[Entries for bounding-box labeling]
--- Start ---
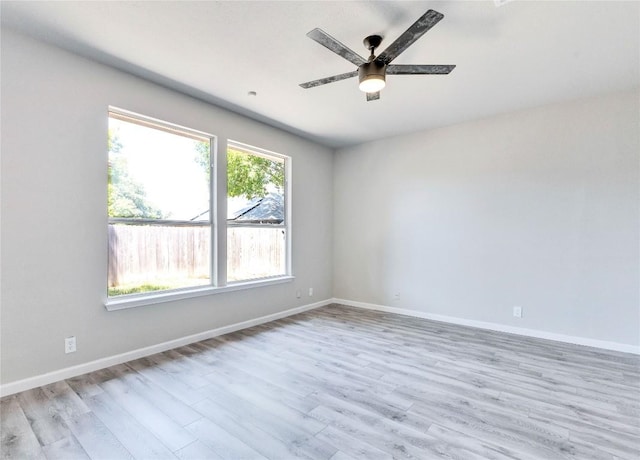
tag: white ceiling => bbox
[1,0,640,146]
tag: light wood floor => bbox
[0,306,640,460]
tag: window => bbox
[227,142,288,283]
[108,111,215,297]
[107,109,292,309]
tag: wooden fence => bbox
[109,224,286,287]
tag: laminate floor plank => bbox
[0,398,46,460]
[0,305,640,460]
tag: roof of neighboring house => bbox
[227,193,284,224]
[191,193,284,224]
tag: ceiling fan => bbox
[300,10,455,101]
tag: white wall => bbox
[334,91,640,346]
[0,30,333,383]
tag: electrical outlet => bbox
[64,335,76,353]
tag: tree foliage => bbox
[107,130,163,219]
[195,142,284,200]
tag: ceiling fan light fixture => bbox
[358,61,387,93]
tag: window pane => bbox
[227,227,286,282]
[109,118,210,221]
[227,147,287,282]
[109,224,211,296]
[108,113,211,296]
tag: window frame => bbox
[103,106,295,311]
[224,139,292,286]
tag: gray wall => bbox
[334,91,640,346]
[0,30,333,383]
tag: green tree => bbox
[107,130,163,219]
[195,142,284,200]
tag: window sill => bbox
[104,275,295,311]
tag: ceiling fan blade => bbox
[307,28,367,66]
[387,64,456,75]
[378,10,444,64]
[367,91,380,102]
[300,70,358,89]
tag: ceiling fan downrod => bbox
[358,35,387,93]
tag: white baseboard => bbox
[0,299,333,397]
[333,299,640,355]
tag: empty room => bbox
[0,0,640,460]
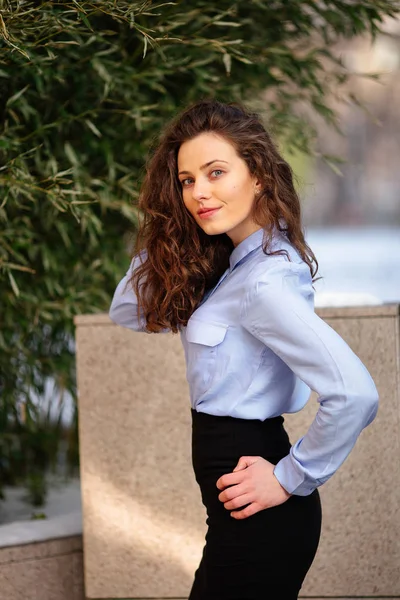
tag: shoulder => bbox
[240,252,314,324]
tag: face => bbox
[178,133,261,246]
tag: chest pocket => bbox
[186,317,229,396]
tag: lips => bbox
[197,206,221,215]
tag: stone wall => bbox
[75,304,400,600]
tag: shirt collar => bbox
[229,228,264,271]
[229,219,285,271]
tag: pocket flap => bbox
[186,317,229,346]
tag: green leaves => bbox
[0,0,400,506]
--- End ---
--- Start ---
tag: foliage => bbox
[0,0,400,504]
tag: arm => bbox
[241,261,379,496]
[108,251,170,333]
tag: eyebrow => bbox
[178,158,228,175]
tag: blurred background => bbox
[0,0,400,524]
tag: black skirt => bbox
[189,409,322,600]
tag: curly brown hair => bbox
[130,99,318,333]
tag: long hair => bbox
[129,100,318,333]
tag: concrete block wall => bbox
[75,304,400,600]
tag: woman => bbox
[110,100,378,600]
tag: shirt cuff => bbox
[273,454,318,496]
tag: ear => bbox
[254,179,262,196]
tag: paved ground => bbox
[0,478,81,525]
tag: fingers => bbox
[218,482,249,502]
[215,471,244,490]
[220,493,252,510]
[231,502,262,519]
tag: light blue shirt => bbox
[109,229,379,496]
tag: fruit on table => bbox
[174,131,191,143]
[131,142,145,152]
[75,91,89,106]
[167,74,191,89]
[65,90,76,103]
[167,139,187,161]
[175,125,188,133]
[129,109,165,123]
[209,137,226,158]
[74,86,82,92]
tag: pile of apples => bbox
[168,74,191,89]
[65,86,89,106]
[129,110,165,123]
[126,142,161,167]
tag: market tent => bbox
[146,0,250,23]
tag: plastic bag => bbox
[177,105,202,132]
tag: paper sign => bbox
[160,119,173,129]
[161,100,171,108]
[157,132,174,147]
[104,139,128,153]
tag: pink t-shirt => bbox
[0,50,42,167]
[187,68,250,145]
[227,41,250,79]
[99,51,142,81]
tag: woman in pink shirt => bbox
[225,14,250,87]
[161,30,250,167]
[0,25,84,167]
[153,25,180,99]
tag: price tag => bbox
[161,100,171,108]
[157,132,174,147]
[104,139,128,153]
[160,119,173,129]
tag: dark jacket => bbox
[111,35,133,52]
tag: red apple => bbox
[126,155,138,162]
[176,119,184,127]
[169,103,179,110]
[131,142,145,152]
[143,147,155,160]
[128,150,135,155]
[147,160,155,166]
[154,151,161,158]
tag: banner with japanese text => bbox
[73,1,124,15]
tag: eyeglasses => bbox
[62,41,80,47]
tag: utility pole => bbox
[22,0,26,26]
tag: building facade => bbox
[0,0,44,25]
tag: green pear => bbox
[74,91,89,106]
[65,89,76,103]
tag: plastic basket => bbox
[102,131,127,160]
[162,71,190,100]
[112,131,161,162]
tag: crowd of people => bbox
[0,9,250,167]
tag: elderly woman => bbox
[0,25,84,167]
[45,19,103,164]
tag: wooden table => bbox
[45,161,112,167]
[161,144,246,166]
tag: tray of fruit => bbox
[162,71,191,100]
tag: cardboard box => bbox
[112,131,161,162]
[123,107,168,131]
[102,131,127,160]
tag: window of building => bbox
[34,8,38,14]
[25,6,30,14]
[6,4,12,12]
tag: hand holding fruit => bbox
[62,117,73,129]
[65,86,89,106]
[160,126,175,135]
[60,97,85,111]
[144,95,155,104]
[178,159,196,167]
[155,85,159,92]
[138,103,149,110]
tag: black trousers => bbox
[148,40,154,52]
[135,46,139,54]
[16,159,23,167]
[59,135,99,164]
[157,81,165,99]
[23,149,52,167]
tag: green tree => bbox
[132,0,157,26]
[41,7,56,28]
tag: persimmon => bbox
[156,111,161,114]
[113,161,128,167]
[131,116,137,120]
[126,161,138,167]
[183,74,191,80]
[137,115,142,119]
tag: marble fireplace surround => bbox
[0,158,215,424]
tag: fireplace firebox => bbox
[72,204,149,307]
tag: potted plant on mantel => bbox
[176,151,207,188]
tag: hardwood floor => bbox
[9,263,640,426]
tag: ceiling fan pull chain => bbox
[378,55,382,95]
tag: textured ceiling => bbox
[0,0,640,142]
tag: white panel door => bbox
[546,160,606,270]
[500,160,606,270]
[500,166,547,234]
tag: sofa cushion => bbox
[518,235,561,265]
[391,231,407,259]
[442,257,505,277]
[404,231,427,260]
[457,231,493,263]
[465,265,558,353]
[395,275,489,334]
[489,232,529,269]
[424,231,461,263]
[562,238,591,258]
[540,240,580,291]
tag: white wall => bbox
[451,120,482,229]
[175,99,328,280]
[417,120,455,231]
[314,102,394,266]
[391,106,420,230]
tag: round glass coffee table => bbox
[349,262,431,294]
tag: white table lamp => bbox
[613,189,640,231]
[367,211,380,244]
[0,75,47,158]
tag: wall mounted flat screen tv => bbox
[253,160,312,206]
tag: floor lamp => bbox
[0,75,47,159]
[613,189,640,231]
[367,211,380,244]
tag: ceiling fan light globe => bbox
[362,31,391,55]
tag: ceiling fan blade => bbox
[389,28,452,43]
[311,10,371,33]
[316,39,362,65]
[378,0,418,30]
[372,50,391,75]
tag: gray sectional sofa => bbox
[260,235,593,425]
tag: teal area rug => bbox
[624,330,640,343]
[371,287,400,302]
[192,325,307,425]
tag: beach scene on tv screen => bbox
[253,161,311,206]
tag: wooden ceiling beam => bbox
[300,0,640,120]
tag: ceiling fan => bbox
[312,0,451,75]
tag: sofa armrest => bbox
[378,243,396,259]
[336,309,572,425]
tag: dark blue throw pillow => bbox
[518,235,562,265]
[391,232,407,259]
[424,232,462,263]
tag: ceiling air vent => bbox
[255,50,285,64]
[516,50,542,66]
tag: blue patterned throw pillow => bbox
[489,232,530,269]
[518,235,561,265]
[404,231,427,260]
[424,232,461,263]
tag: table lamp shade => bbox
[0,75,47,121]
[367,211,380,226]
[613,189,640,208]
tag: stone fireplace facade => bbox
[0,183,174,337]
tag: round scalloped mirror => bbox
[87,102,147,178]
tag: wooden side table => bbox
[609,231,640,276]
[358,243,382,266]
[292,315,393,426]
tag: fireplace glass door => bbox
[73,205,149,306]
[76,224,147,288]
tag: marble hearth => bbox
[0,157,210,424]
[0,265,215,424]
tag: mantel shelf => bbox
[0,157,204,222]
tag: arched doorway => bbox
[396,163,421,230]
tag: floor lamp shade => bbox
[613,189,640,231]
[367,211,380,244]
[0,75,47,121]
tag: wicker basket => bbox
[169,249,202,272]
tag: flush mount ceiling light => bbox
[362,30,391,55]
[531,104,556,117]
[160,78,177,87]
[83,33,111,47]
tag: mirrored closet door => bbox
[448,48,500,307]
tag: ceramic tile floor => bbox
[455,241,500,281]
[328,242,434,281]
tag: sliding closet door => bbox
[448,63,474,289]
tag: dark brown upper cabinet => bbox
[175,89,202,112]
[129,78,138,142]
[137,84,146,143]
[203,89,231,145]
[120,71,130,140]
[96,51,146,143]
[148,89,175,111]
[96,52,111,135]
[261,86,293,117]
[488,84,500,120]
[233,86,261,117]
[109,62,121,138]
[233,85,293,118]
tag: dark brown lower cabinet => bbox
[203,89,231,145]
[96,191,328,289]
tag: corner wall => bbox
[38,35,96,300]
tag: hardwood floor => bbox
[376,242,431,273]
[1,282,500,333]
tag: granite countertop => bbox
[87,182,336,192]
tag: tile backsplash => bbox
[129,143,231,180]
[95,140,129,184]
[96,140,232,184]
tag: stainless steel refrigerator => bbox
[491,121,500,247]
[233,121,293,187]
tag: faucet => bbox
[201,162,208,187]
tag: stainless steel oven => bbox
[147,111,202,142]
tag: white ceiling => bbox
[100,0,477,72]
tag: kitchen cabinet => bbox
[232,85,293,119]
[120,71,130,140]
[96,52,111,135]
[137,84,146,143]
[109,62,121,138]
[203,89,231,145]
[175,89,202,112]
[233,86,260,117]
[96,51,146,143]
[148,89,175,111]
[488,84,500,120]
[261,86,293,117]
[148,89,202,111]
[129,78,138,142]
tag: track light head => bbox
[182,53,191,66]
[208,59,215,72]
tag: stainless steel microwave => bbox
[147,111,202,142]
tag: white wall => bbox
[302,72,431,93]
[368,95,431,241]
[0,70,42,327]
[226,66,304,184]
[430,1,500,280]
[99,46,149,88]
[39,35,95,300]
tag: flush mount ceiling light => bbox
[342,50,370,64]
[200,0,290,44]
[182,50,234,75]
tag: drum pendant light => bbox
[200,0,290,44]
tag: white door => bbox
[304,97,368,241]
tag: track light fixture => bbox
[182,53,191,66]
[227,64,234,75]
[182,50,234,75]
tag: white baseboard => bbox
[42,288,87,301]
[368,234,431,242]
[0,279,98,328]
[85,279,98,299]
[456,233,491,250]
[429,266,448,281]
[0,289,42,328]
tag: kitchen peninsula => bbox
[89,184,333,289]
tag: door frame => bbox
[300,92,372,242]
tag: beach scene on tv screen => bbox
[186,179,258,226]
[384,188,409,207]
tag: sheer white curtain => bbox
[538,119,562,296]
--- End ---
--- Start ---
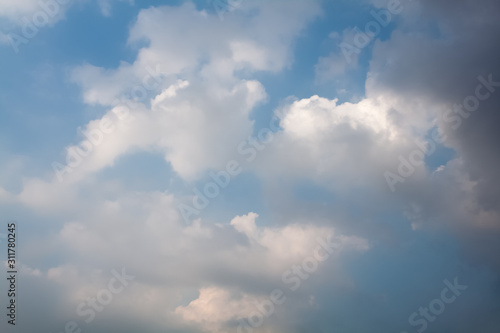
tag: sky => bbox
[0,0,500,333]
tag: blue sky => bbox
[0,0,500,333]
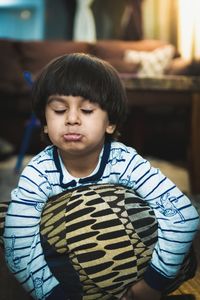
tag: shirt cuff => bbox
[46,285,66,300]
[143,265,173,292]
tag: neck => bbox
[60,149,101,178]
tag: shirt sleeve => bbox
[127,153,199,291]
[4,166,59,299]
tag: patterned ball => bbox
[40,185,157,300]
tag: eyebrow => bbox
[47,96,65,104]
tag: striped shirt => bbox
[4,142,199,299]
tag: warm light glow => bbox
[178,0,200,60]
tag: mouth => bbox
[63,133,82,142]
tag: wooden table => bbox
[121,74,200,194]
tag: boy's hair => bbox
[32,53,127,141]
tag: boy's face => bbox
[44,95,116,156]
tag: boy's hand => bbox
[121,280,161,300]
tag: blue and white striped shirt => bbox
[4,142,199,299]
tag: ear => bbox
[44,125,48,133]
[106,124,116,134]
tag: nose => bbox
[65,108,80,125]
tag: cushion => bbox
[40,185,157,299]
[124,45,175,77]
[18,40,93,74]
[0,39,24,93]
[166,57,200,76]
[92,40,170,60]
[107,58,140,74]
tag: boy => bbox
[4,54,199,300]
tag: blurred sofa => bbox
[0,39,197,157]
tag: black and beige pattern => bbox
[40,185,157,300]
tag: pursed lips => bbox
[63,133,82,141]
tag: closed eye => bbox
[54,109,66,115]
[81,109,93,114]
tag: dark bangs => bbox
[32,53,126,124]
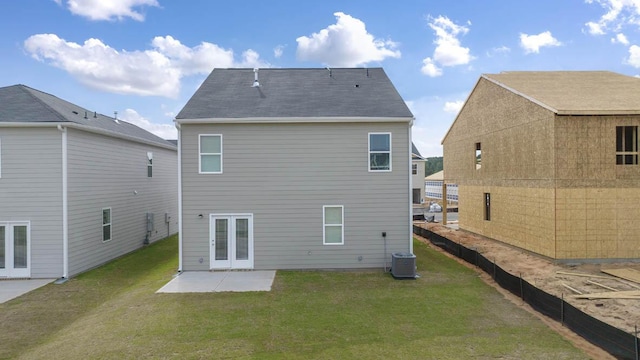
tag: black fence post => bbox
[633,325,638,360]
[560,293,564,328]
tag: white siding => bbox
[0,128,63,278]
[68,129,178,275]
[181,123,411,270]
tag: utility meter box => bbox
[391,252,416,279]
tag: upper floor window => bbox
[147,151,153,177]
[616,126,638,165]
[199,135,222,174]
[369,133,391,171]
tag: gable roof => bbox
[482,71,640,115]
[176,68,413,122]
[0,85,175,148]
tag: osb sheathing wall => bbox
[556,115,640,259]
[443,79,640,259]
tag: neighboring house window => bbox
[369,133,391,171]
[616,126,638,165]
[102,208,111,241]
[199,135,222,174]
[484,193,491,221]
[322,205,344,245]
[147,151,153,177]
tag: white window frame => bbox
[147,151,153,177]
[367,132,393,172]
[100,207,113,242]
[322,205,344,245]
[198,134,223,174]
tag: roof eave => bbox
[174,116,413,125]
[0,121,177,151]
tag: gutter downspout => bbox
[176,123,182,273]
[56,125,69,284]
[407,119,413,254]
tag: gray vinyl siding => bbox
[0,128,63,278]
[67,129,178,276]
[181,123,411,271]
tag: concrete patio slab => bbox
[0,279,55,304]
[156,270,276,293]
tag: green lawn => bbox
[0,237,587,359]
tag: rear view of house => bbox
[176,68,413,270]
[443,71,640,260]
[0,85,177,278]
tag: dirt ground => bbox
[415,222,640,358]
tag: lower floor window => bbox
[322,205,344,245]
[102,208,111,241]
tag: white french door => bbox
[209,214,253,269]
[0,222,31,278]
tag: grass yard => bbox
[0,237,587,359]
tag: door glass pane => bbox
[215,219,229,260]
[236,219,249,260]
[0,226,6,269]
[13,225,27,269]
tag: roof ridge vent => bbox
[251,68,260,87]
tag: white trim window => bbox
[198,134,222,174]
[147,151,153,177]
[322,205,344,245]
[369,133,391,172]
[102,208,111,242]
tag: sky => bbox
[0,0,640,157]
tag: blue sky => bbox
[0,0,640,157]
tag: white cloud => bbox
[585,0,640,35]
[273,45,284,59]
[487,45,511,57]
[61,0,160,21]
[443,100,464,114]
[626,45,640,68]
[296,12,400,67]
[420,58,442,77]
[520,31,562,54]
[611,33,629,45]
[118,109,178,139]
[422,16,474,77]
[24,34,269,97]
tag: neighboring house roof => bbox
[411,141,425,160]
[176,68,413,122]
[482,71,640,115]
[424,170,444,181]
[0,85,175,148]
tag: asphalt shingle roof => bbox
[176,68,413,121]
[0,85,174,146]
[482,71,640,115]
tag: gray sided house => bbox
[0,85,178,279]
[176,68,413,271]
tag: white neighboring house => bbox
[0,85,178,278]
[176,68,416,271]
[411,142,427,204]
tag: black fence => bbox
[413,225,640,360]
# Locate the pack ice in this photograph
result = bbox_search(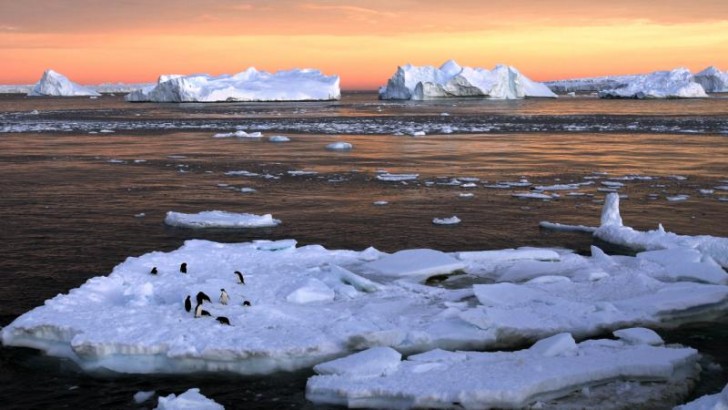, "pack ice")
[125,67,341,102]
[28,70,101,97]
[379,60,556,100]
--- End ---
▶ [The problem] How many lines in the listing contain the string "wall"? Reply with the number alone.

▶ [Exercise solution] 9